[BEGIN Dataset records]
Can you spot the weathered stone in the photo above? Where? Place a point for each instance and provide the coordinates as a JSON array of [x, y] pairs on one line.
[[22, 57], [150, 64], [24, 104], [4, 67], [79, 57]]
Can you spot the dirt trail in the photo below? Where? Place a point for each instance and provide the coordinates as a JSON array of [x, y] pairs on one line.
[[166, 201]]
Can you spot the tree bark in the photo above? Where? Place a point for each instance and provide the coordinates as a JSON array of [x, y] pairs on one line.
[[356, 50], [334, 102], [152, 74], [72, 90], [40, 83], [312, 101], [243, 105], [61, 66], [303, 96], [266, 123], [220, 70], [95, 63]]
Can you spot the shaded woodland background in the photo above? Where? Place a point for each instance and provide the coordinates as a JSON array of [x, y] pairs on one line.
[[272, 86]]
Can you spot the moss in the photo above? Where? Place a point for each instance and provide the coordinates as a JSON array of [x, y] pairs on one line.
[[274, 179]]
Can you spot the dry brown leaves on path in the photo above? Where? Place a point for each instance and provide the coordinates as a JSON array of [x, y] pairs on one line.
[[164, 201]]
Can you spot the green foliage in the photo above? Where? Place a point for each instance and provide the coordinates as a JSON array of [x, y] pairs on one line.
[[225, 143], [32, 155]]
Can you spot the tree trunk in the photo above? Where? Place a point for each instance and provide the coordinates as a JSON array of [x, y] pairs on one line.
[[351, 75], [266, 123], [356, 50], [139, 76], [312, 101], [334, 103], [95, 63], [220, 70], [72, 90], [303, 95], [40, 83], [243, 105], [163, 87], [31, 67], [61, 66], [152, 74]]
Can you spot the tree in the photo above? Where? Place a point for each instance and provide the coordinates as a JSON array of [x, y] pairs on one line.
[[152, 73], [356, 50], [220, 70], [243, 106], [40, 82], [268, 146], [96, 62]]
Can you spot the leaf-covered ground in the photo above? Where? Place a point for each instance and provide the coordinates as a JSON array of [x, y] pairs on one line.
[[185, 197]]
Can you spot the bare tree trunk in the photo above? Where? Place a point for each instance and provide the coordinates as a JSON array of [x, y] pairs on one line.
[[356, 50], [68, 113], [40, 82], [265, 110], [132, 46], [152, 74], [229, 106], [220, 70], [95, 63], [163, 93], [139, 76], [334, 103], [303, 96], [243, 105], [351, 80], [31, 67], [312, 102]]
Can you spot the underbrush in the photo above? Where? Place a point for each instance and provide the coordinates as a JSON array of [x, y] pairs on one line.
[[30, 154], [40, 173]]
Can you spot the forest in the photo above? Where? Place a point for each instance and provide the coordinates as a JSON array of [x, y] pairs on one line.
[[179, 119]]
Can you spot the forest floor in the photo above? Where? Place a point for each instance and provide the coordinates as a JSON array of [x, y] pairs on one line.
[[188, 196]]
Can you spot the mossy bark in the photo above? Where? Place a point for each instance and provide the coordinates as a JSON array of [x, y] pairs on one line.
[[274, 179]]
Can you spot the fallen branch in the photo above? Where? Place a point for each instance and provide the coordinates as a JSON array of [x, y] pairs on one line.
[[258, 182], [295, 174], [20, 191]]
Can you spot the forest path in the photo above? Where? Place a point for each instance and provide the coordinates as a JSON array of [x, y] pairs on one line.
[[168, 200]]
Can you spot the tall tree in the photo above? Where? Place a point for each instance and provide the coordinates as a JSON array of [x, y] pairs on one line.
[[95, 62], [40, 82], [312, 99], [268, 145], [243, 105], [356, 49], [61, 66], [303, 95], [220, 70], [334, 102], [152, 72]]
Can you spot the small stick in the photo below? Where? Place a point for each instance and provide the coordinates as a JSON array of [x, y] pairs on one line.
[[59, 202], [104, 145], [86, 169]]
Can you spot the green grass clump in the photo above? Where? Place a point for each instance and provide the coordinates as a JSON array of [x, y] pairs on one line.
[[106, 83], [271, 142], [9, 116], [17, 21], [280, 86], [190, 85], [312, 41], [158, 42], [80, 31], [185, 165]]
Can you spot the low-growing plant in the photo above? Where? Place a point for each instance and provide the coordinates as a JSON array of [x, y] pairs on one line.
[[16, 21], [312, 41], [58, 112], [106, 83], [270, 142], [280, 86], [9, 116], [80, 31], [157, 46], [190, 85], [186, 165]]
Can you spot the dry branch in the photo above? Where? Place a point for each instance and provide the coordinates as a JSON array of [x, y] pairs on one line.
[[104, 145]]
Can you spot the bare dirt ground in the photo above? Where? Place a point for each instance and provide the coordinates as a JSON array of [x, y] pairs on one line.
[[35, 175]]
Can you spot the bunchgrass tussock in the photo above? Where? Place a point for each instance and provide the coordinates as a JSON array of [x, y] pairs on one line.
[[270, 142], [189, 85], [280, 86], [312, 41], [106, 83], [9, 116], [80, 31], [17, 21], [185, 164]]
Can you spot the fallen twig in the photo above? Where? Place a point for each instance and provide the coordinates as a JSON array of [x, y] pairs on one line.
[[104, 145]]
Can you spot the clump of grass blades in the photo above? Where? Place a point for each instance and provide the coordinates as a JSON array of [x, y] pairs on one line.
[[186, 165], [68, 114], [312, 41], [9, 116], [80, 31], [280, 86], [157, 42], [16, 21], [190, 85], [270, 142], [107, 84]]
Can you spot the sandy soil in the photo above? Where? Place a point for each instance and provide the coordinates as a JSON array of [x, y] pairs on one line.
[END Dataset records]
#### Work to be completed
Scale the material, beginning at the line that has "Can you spot the dry brown" and stopping after the line that has "[[225, 143], [32, 155]]". Write out only those lines with all other wording unchanged, but multiply every point coordinate by 2.2 and round it to a whole number, with halves rounded up.

#### The answer
Can you spot the dry brown leaves on path in the photo above? Where? Place a point for each instance and provide the coordinates as a JSON array of [x, y] pairs on one line.
[[361, 442]]
Can you spot the green foliage in the photo above? Where? Place a point for each instance and provide the coordinates as a JSON array of [x, y] pairs on one line.
[[495, 315], [70, 341]]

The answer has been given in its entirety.